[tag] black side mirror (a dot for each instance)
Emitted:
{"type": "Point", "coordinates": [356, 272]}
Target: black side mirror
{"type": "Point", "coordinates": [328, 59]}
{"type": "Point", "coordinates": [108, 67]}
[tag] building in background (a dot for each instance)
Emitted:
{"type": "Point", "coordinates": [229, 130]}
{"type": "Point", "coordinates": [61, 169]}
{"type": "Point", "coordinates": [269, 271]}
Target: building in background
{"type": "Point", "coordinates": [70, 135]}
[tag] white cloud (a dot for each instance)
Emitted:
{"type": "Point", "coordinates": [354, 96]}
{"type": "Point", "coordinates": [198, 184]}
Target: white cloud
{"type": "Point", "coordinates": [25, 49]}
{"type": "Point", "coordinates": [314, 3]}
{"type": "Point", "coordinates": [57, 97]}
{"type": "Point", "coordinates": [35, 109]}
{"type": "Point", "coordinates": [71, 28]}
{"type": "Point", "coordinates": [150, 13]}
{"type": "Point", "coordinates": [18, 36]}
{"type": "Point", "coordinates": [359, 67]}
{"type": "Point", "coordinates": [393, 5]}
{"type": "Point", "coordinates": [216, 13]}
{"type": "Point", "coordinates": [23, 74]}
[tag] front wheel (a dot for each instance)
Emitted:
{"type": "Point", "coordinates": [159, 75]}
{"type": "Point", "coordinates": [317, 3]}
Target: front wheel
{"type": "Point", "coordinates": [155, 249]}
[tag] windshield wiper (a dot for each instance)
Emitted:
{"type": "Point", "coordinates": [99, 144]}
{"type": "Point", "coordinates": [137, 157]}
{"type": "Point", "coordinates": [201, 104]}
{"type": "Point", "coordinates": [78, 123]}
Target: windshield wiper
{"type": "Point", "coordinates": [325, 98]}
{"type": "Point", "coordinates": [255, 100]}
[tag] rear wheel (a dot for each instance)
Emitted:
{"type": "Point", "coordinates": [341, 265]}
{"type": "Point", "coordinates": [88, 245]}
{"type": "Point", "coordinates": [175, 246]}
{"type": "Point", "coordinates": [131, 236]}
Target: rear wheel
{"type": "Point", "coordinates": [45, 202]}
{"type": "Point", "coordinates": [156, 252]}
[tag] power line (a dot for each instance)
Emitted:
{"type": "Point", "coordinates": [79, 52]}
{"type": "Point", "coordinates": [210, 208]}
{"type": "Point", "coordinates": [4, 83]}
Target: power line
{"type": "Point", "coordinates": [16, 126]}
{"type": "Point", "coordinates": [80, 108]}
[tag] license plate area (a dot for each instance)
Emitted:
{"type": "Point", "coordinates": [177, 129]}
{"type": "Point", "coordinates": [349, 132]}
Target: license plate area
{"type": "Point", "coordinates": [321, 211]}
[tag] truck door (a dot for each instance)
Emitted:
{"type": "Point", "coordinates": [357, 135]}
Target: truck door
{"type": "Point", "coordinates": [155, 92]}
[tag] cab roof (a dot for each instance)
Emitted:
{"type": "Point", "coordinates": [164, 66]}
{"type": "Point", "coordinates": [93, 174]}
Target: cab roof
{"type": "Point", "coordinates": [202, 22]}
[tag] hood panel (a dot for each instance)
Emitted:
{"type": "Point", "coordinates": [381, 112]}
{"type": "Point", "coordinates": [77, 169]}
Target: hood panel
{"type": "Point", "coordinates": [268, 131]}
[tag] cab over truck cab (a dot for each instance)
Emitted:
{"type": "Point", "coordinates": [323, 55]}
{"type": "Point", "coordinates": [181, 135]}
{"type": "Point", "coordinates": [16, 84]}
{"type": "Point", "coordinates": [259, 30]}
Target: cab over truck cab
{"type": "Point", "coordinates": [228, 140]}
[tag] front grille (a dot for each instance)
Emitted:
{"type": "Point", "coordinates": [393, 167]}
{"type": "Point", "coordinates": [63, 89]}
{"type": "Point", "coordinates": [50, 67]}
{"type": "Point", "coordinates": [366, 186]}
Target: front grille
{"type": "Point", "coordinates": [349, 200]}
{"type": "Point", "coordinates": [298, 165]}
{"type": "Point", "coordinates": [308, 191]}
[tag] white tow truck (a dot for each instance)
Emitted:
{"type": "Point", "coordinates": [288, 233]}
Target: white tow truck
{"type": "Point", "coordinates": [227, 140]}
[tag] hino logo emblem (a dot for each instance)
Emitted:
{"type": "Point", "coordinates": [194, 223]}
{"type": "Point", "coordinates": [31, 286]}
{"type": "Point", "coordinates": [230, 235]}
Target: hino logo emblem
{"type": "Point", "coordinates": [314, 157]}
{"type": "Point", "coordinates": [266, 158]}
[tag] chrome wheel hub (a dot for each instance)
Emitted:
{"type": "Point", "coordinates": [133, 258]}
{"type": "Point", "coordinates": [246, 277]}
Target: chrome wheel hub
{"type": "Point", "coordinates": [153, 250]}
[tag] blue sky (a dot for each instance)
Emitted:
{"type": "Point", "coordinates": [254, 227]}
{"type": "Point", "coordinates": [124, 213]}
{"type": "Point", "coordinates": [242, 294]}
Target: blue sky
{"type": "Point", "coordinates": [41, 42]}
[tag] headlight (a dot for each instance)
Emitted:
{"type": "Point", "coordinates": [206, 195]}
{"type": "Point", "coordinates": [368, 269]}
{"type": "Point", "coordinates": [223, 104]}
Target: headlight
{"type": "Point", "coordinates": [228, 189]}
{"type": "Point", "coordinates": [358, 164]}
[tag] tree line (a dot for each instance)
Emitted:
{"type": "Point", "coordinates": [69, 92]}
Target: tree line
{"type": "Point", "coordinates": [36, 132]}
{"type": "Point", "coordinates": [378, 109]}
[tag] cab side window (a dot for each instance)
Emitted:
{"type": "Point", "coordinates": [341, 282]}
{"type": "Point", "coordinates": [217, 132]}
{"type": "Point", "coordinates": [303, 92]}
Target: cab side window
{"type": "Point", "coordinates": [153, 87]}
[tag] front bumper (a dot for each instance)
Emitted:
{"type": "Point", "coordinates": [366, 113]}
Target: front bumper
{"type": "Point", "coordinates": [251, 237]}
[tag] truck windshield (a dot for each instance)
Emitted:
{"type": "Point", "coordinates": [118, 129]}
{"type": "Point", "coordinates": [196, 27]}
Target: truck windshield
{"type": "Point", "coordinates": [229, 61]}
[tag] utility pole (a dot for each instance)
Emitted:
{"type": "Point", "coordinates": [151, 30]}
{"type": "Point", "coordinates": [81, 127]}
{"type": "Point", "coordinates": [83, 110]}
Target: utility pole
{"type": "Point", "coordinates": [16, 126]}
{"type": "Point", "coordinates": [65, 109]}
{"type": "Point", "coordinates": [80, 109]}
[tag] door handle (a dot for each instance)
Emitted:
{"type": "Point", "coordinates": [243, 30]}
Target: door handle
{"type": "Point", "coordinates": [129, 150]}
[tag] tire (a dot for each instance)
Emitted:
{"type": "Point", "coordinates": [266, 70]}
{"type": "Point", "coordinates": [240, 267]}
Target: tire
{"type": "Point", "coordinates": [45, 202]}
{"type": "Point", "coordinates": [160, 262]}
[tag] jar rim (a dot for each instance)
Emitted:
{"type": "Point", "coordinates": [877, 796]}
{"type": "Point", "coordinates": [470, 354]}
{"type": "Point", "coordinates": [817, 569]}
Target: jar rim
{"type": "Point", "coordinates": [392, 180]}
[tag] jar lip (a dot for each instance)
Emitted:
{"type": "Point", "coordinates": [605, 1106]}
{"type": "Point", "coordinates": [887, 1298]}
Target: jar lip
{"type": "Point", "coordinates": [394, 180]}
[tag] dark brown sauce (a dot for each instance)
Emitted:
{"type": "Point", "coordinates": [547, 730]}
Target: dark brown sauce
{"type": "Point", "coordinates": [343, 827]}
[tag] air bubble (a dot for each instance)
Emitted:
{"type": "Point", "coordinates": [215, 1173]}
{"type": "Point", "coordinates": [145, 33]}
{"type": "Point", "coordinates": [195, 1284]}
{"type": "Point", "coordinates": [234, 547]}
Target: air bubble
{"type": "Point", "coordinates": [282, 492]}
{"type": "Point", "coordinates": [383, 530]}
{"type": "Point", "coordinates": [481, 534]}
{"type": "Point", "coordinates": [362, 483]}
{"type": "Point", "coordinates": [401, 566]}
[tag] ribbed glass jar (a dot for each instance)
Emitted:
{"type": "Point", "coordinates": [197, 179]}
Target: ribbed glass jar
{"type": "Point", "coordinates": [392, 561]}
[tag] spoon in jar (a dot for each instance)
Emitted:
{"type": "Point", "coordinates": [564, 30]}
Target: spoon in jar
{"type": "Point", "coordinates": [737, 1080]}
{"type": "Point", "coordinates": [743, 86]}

:::

▸ INSTRUCTIONS TO FOLLOW
Restate word for word the lines from the one holding "[tag] air bubble (a dot for each instance)" to the end of the listing, both ends included, and nothing more.

▸ RESPONSE BELOW
[tag] air bubble (a dot for each instance)
Emitted:
{"type": "Point", "coordinates": [215, 1173]}
{"type": "Point", "coordinates": [145, 33]}
{"type": "Point", "coordinates": [195, 1284]}
{"type": "Point", "coordinates": [234, 547]}
Target: air bubble
{"type": "Point", "coordinates": [282, 492]}
{"type": "Point", "coordinates": [383, 530]}
{"type": "Point", "coordinates": [481, 534]}
{"type": "Point", "coordinates": [362, 483]}
{"type": "Point", "coordinates": [401, 566]}
[tag] ribbed glass jar (a dot for each instance)
Emitted:
{"type": "Point", "coordinates": [197, 179]}
Target: ribbed glass jar
{"type": "Point", "coordinates": [392, 561]}
[tag] spoon in jar (a dot for each instance)
Emitted:
{"type": "Point", "coordinates": [564, 30]}
Target: spoon in jar
{"type": "Point", "coordinates": [737, 1080]}
{"type": "Point", "coordinates": [743, 86]}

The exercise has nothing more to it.